» ESTRATTO DELLA PAGINA:
----------------
Conosco abbastanza bene il ministro Piantedosi. Ci siamo visti diverse volte in un clima sereno e di amicizia. Penso che sia un’ottima persona. Alla luce dei fatti di Cutro, però, penso anche che sia un pessimo ministro dell’Interno. Credo che abbia commesso degli errori madornali, insieme al collega Salvini, forse spinto dallo schieramento politico al quale appartiene, forse per scelte autonome. I fatti sono chiarissimi e non discutibili.

Il mancato intervento della Guardia Costiera per soccorrere una barca in difficoltà a 40 miglia dalla costa calabrese è assolutamente inspiegabile ed è costato forse 70, forse, 90, forse cento morti. Di fronte a cento morti non si può sfuggire alle proprie responsabilità né cambiare discorso. Sostenere, come ha fatto Piantedosi, e come sta facendo tutto il governo, che il problema è come fermare le partenze, come facilitare i rimpatri, come collaborare con l’Europa, come catturare e processare gli scafisti, è pura follia. Ci sarà tutto il tempo per discutere di queste cose, e dividersi – eventualmente – e scontrarsi.

Ora però è sul tappeto una domanda semplicissima e che brucia: perché i naufraghi non sono stati soccorsi da uno Stato che aveva tutti i mezzi per soccorrerli e salvarli? Perché sono morte quasi cento persone? Quattordici bambini, o forse di più? Se non si risponde a questa domanda si assume una responsabilità gigantesca di fronte all’ecatombe. Nessuno pensa che ci sia stata malafede. Non hanno nessuna importanza le polemiche politiche, le forzature. Neanche capitan Schettino era in malafede, quando ha portato la sua nave a infrangersi contro gli scogli del Giglio, per imperizia, per irresponsabilità, per errore di calcolo. Ma questo non vuol dire che se giudichiamo il disastro della Concordia ci mettiamo a disquisire su come sono organizzate le crociere. Parliamo solo delle responsabilità del capitano. Qui il capitano era il ministro dell’Interno, insieme al ministro Salvini, che ha la direzione della Guardia Costiera. Loro devono rispondere.
----------------
» COMPITO ASSEGNATO 1: Nel testo sul naufragio di Cutro, quale ministro ha la direzione della Guardia Costiera?
Il testo qui sopra e l'elenco che segue non hanno alcun legame tra loro.

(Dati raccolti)
----------------
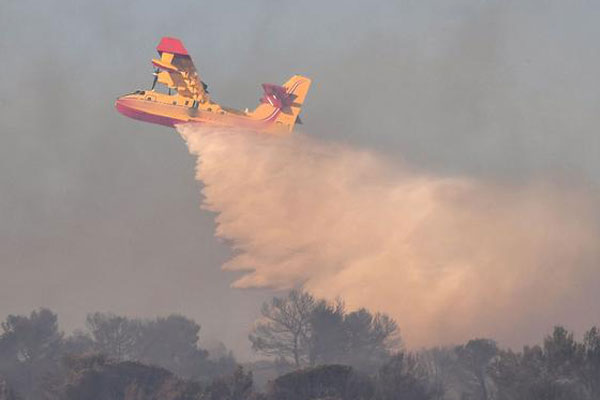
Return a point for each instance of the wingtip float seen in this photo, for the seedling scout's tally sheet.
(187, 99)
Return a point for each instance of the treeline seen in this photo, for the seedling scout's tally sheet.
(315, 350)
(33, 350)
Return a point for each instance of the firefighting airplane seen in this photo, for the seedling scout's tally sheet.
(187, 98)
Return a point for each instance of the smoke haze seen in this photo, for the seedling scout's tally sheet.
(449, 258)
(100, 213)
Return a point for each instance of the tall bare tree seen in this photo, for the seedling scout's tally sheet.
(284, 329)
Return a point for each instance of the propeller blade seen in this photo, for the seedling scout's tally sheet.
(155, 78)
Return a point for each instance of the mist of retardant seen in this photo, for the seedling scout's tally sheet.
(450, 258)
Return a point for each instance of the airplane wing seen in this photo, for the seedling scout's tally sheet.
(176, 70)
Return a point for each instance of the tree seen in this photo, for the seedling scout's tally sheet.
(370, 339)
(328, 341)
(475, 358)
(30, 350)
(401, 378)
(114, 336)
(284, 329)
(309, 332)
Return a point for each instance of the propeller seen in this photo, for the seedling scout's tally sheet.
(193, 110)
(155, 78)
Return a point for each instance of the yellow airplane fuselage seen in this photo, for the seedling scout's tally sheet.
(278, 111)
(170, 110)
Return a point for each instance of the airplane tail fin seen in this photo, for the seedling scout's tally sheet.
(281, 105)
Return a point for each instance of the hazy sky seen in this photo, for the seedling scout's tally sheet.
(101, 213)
----------------
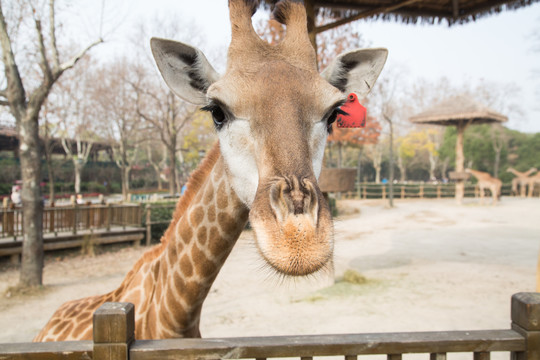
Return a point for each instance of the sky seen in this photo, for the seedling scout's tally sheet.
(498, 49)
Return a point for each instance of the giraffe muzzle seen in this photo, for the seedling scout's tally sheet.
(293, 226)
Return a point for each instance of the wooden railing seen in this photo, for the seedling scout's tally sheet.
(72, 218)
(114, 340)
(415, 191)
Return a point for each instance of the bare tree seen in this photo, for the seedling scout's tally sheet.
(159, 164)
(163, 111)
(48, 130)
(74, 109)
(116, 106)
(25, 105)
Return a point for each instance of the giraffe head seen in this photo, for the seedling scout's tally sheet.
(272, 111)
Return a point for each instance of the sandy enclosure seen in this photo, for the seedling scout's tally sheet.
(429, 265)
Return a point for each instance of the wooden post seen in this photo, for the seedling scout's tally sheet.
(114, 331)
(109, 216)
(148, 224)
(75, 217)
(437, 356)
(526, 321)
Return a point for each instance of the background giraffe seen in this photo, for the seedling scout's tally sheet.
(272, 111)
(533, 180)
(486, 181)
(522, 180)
----------------
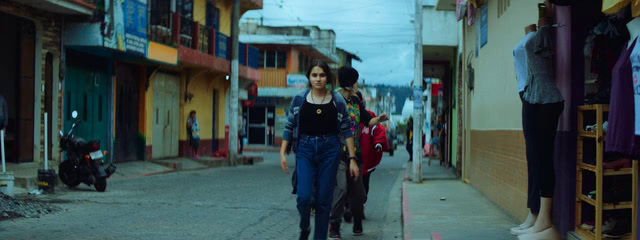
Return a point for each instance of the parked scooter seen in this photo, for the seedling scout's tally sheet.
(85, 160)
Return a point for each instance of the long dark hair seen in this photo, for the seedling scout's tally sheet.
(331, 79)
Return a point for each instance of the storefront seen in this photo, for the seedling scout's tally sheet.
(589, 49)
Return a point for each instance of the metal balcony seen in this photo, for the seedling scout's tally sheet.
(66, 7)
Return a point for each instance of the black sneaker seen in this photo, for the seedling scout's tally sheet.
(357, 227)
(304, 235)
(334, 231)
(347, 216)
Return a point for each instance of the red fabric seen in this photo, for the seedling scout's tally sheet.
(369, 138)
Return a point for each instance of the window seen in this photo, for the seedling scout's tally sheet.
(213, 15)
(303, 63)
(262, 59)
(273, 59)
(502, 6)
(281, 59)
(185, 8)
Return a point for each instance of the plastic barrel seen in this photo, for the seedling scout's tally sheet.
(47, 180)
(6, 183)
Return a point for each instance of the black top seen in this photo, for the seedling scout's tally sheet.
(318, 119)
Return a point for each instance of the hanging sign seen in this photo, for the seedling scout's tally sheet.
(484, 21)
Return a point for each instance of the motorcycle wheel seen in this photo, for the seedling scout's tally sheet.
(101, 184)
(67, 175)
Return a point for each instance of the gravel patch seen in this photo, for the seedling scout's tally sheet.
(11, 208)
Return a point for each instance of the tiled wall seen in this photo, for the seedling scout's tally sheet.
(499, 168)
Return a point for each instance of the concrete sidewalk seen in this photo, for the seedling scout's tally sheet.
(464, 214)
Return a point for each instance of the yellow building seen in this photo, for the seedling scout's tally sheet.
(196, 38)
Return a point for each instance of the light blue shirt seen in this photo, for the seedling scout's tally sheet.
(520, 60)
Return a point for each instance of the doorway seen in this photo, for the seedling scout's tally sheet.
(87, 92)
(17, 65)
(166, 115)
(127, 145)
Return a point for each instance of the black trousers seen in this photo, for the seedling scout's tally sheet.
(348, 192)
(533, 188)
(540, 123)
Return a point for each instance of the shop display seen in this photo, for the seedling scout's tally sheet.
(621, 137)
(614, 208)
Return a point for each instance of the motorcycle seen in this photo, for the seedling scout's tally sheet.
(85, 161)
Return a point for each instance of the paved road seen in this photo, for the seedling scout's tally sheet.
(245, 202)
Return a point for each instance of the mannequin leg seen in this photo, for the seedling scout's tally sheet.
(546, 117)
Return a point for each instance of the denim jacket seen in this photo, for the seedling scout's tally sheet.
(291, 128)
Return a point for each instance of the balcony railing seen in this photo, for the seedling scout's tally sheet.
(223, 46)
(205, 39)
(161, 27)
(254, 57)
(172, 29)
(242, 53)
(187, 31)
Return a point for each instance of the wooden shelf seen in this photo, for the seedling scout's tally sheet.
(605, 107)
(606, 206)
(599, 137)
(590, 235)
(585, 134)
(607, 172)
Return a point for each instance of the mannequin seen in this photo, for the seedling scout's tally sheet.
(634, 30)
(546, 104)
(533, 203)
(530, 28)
----------------
» COMPITO ASSEGNATO 2: Individua per favore ogni riga dell'elenco che contiene la stringa "giraffe" e copiala, distinguendo tra maiuscole e minuscole.

» RISPOSTA SCRITTA 1: Il ministro Salvini.

» RISPOSTA SCRITTA 2:
Return a point for each instance of the giraffe muzzle seen in this photo, for the seedling scout's tally sheet.
Return a point for each instance of the giraffe head seen in this photo, for the seedling scout's tally sheet.
Return a point for each instance of the background giraffe seen in this photo, for the seedling scout's tally sheet.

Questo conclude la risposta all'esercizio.